__TASK__
Locate every line below that contains the string "reflection", and copy each of those lines in full.

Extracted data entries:
"""

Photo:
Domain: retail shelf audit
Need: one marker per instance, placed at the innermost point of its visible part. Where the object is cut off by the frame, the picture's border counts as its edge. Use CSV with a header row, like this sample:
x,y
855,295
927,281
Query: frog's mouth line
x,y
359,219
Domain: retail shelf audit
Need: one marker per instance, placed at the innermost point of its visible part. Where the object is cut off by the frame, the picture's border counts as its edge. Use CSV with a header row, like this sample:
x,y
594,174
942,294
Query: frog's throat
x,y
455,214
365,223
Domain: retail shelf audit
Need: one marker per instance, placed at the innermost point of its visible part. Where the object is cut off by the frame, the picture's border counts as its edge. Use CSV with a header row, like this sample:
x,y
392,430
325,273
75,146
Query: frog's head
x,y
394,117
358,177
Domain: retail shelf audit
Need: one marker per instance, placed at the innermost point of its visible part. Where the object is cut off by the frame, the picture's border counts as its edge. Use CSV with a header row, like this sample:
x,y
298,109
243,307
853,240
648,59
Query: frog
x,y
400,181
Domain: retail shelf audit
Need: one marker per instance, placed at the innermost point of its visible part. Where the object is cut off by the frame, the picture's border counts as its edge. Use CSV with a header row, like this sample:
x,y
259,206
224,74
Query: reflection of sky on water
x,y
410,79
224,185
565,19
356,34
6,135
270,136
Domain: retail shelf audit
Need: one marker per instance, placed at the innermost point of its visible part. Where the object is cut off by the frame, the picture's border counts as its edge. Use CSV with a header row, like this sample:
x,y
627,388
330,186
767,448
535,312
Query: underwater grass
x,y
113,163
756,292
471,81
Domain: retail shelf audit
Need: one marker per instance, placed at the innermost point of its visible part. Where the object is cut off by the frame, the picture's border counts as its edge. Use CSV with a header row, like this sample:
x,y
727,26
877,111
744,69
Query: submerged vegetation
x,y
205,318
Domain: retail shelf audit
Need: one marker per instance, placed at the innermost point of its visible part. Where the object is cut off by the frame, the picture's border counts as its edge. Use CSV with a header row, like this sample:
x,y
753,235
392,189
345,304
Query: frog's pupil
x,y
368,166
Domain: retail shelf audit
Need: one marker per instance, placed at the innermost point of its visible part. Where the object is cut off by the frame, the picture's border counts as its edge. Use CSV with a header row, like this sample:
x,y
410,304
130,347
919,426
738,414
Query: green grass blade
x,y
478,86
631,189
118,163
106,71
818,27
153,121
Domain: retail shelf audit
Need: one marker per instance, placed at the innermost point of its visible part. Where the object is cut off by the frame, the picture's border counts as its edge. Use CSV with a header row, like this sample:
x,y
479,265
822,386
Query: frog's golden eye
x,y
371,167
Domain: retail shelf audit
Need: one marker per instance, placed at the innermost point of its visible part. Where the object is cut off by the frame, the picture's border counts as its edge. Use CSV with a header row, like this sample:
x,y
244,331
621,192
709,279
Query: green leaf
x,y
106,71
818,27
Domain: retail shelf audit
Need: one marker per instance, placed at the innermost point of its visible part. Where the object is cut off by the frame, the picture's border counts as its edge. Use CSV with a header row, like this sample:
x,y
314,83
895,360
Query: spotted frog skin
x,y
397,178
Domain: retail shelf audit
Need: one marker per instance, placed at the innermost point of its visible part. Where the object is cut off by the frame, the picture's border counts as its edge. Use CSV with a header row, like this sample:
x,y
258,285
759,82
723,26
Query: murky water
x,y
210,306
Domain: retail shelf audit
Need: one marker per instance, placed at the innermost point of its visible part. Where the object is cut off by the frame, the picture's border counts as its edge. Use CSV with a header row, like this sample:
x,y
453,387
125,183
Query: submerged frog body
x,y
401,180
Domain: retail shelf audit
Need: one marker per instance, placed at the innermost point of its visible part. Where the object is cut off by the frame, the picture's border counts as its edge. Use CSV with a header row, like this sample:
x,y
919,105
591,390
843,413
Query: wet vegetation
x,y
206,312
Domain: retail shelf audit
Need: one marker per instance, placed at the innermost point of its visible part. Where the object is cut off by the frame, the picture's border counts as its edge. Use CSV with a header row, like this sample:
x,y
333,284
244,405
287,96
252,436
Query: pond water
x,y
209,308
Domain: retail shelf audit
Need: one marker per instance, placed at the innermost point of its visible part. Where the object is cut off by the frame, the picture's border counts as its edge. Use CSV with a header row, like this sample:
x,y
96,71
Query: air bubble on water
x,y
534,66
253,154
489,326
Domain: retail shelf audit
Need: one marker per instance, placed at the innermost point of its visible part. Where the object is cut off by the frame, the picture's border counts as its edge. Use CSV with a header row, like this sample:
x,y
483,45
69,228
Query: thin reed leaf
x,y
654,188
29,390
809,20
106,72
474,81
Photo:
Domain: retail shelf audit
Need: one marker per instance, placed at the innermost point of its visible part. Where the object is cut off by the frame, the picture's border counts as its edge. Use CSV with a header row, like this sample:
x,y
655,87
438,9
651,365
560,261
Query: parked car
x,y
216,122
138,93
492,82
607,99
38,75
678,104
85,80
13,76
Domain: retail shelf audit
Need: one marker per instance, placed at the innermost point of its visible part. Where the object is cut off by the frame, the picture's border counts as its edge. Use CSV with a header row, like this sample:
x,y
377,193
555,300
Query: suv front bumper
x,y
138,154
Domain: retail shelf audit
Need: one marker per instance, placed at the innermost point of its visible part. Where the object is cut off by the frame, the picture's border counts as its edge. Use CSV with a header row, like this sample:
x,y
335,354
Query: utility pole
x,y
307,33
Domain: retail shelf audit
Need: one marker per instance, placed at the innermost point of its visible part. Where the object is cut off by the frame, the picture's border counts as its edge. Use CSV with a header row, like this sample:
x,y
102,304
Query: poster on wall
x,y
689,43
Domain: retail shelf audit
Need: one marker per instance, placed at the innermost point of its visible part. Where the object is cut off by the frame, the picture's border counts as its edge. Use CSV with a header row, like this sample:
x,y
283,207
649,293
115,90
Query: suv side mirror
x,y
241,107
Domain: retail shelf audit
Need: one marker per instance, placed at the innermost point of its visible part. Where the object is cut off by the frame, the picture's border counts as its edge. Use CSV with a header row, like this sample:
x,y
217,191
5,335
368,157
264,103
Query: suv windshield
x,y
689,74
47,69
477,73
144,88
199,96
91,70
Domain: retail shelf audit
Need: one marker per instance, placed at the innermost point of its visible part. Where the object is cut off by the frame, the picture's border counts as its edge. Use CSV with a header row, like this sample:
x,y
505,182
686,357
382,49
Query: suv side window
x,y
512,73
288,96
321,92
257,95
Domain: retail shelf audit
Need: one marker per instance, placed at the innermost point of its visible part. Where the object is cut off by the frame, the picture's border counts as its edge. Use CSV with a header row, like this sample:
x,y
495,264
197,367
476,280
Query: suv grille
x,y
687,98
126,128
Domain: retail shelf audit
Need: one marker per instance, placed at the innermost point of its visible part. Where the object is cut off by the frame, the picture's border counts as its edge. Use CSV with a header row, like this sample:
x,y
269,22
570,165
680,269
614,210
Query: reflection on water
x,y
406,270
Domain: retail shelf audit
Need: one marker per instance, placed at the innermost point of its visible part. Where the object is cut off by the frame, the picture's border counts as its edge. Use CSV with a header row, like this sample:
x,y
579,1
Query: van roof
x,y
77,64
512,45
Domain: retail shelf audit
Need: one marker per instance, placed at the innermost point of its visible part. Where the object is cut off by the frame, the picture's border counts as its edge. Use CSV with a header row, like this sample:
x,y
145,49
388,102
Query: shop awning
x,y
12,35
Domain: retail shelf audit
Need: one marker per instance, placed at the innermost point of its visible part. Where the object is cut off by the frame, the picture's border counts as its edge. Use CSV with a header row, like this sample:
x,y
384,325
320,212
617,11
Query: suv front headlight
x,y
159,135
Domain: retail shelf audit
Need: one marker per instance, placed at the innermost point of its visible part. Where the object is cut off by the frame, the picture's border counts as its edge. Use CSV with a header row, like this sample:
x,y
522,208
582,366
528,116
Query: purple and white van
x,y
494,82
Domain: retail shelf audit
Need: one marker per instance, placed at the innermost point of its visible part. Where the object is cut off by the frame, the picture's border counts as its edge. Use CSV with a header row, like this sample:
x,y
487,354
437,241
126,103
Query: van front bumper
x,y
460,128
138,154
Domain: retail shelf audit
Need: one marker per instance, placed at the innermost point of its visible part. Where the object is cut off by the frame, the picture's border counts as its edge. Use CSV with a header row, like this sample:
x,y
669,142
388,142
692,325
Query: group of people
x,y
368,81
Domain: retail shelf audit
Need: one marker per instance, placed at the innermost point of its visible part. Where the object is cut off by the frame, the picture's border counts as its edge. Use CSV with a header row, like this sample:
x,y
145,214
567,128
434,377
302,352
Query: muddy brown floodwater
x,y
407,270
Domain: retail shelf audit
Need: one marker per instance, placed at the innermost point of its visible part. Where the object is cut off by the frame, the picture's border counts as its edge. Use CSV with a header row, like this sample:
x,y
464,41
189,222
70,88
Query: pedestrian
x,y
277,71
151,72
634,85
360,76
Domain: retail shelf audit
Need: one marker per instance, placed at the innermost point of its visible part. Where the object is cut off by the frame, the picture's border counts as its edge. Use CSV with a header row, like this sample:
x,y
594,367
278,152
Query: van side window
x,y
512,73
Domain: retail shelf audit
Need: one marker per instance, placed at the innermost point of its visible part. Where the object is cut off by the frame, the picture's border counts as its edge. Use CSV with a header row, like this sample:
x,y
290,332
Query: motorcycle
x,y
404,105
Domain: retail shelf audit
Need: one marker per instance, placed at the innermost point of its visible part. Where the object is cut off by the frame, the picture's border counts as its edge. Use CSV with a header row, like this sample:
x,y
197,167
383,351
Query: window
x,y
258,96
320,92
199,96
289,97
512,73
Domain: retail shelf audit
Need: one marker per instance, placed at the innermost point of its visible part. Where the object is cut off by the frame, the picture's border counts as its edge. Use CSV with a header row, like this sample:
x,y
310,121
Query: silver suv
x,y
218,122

"""

__RESULT OF THIS TASK__
Query: reflection of sky on water
Query: reflection on water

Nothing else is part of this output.